_EXERCISE REQUIREMENTS:_
(A) Using the Lisa Scottoline profile, answer these:
(i) In what year was Wherever Mary Went published?
(ii) How far is New York City from the family home outside of Philadelphia?
(iii) In Betrayed, who is Judy Carrier's best friend?
(B) Give a part of the Lisa Scottoline profile again, swapping "Keep Quiet" for "Stay Silent". Begin at the words "With more than" and stop after "April 2015 release.".
(C) Rewrite the paragraph of the Lisa Scottoline profile that begins "Now that my daughter" as a shorter paragraph that keeps its main facts.

PROVIDED PASSAGE Block Start

With more than 25 books under her belt since her debut novel, Wherever Mary Went, was published in 1993, Lisa Scottoline is a veritable book-writing machine. Her eighth stand-alone thriller, Keep Quiet, was published in April, and the 13th novel in her Rosato & Associates legal thriller series, Betrayed, will be published in November. In between these two fiction releases is nonfiction: Scottoline’s fifth collection of humorous essays, Have a Nice Guilt Trip, co-written with her daughter, Francesca Serritella, will be released in July. And she’s currently writing her next stand-alone novel, scheduled for an April 2015 release.

“Now that my daughter doesn’t live at home, I have a lot more free time,” Scottoline confesses. Serritella, who is in her mid-20s, recently moved to New York City, 90 miles from the family home outside of Philadelphia. The two have written a weekly column together for the Philadelphia Inquirer, “Chick Wit,” for the past five years; some of those columns are included in the collections they’ve co-written.

Although she regularly switches between genres in her nonstop writing schedule, her writings are “very much connected,” Scottoline insists. “I’m writing about the true lives of women, whether I’m writing about women in real life or in fiction,” she explains. “Everything is everything. It’s women’s voices talking about the stuff of real life.” Betrayed is a case in point: the story revolves around Rosato & Associates attorney Judy Carrier, who feels left behind both personally and professionally, now that her best friend, Mary DiNunzio, has made partner at the firm and is getting married. A beloved aunt’s breast cancer diagnosis leads Carrier to her side, but also results in her investigating the mysterious death of her aunt’s friend—and, in the process, unearthing family secrets that some would prefer remain buried.

PROVIDED PASSAGE Block End
DATASET EXTRACT Block Start

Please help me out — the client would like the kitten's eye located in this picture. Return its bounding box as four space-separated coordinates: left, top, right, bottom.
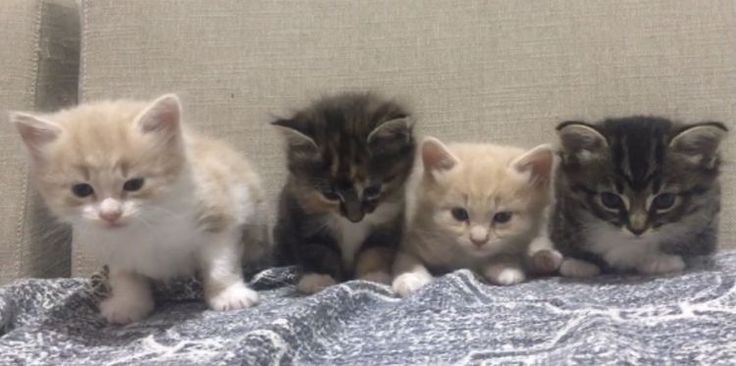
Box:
363 184 381 199
493 212 512 224
72 183 95 198
123 178 144 192
652 193 677 210
452 207 469 221
320 189 340 201
601 192 624 210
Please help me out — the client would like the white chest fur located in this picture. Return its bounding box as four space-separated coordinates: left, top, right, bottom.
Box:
586 217 661 270
328 203 401 267
74 200 212 279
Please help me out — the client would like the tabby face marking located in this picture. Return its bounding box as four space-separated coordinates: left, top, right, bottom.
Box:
550 116 727 273
560 119 720 237
273 95 414 222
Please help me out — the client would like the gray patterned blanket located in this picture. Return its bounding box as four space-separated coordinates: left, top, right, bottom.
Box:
0 252 736 365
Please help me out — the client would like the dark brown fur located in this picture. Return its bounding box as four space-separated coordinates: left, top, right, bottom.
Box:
273 93 415 281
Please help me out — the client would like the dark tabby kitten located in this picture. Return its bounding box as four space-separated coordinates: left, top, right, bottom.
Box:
550 116 727 277
273 93 415 293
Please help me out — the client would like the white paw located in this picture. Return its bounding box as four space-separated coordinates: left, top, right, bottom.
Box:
636 254 685 274
484 265 526 286
207 282 258 311
560 258 601 278
391 273 432 297
100 295 154 324
296 273 337 295
532 249 563 274
359 271 391 285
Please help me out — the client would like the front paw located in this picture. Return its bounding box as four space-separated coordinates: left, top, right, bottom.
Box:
531 249 563 275
636 254 685 275
100 294 154 325
207 282 258 311
483 264 526 286
391 273 432 297
560 258 601 278
296 273 337 295
359 271 391 285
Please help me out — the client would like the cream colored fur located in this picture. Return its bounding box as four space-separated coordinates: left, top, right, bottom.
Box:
12 95 267 323
393 138 554 296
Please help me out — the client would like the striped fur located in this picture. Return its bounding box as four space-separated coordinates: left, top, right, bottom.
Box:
550 116 726 274
273 93 415 292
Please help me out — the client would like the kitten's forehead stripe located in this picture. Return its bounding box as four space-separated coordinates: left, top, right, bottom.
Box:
603 118 671 191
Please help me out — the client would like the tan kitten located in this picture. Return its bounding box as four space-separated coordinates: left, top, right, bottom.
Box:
393 137 554 296
11 94 266 324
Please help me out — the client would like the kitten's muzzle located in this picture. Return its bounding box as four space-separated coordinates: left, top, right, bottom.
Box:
340 191 365 223
97 198 123 225
626 212 649 236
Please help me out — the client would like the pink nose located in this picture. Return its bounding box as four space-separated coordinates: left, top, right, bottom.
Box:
100 211 122 224
470 237 488 248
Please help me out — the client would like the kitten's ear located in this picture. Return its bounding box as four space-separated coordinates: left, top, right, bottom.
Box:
422 137 460 174
669 122 728 165
510 144 555 185
10 112 62 158
557 121 608 161
136 94 181 137
368 117 414 144
271 119 319 150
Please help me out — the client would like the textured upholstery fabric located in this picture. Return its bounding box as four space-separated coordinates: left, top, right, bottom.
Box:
0 0 80 284
73 0 736 274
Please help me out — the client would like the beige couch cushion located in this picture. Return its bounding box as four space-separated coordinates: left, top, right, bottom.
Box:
73 0 736 274
0 0 79 284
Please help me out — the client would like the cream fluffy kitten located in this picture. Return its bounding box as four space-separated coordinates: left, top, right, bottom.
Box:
11 94 267 324
393 137 561 296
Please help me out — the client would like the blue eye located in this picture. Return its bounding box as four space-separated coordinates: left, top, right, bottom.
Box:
320 188 340 201
652 193 677 210
451 207 469 221
493 212 512 224
123 178 145 192
600 192 624 210
363 184 381 199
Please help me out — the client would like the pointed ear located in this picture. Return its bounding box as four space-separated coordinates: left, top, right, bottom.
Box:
557 121 608 161
510 144 555 185
136 94 181 138
669 122 728 165
421 137 460 174
271 119 319 151
368 117 414 144
10 112 62 158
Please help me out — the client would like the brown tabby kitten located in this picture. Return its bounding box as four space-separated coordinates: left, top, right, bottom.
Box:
273 93 415 293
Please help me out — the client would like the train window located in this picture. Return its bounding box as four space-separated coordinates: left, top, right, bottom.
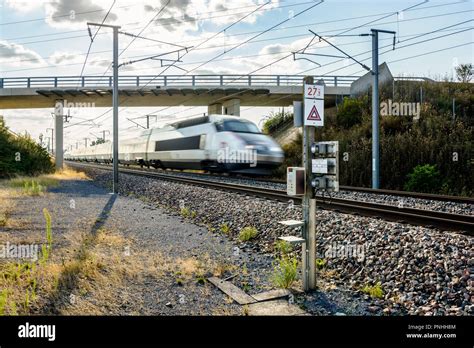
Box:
215 120 260 133
173 116 209 129
155 135 201 151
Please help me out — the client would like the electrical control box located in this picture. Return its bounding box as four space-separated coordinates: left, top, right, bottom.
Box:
311 141 339 192
286 167 305 196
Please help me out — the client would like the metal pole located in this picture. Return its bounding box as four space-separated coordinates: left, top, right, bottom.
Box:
453 98 456 120
87 22 120 193
46 128 56 155
302 76 316 291
54 104 64 170
113 27 119 193
371 29 380 189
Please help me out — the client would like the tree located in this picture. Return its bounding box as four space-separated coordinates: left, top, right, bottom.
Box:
456 63 473 83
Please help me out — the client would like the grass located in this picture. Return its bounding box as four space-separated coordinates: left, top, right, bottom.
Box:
316 259 327 269
180 207 190 218
220 222 230 234
271 257 298 289
0 208 53 315
239 226 258 242
275 240 293 256
362 282 384 298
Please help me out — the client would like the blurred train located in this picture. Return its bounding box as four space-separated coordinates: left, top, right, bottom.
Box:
65 115 284 175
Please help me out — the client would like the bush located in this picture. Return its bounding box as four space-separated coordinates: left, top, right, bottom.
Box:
0 122 54 178
362 282 384 298
404 164 441 193
337 98 364 129
239 227 258 242
272 256 298 289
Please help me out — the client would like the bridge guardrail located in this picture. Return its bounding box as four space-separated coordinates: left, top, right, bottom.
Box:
0 75 359 89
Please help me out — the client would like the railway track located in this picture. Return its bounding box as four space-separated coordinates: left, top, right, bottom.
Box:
68 162 474 235
104 166 474 204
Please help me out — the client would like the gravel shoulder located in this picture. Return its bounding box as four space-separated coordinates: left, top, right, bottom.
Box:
0 173 376 315
74 164 474 315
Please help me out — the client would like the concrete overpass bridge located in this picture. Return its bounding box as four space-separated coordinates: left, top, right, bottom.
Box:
0 75 358 115
0 75 358 169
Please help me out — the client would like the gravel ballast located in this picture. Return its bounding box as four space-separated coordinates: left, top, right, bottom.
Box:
76 167 474 315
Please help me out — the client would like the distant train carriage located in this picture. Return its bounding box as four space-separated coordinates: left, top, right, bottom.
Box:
67 115 283 174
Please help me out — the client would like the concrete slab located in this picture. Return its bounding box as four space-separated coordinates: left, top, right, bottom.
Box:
208 277 257 305
252 289 291 302
244 300 307 316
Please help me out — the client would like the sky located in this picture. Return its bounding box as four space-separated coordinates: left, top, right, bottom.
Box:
0 0 474 150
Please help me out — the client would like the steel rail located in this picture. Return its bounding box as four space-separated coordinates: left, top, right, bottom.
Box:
68 162 474 236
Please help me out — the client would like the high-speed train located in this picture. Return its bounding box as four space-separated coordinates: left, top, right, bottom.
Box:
65 115 284 175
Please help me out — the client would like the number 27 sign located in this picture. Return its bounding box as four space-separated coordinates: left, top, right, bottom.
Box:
304 85 324 99
304 85 324 127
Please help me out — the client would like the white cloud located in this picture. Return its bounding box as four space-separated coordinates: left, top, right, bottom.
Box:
5 0 46 12
0 41 45 66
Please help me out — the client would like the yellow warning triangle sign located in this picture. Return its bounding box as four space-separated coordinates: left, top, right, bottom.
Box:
307 105 321 121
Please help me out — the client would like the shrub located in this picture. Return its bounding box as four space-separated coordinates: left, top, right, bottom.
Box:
221 222 230 234
275 240 293 256
362 282 384 298
271 256 298 289
239 227 258 242
180 207 190 217
337 98 364 128
405 164 441 193
0 122 54 178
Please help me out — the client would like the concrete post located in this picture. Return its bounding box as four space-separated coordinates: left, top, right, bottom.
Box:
223 99 240 116
54 100 64 170
302 76 316 291
207 103 222 115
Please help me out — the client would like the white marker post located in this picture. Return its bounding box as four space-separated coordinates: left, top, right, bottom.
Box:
302 76 324 291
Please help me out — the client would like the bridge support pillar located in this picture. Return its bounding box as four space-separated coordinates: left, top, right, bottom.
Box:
224 99 240 116
207 103 222 115
54 100 64 170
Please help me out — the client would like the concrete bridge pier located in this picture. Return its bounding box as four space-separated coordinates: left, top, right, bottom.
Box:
223 99 240 116
207 103 222 115
54 99 64 170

DATASET EXTRACT Block End

_EXERCISE ANSWERS:_
(A)
(i) 1993
(ii) 90 miles
(iii) Mary DiNunzio

(B)
With more than 25 books under her belt since her debut novel, Wherever Mary Went, was published in 1993, Lisa Scottoline is a veritable book-writing machine. Her eighth stand-alone thriller, Stay Silent, was published in April, and the 13th novel in her Rosato & Associates legal thriller series, Betrayed, will be published in November. In between these two fiction releases is nonfiction: Scottoline’s fifth collection of humorous essays, Have a Nice Guilt Trip, co-written with her daughter, Francesca Serritella, will be released in July. And she’s currently writing her next stand-alone novel, scheduled for an April 2015 release.

(C) Scottoline says she has much more free time now that her daughter no longer lives at home. Serritella, in her mid-20s, recently moved to New York City, 90 miles from the family home outside of Philadelphia. For five years the two have co-written "Chick Wit," a weekly Philadelphia Inquirer column, and some of those columns appear in their joint collections.